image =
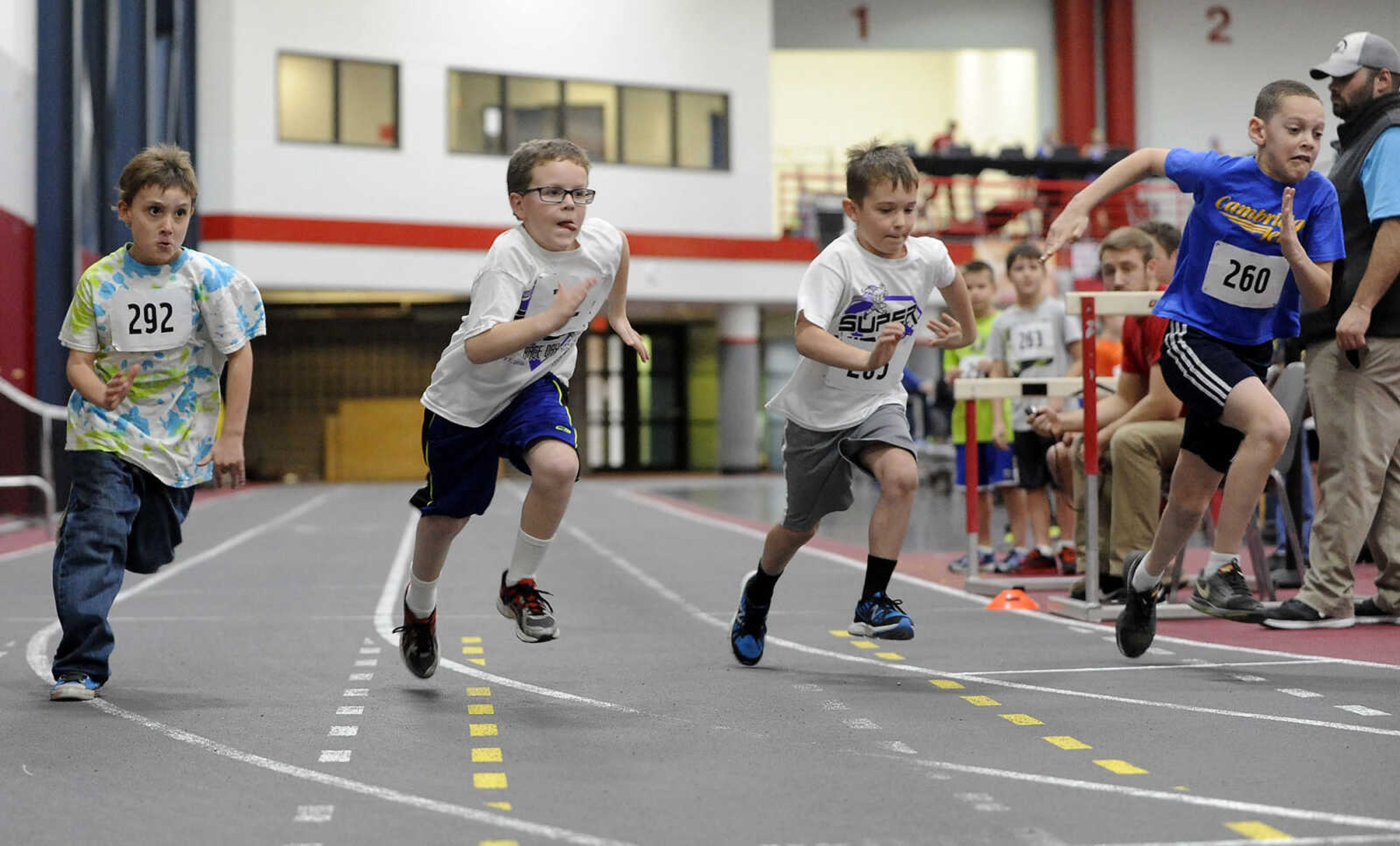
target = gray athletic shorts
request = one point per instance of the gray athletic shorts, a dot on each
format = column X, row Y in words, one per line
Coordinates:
column 818, row 464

● ● ● ● ● ● ●

Looking back over the listing above, how many lines include the word "gray"? Give the number and nothing more.

— Exercise result —
2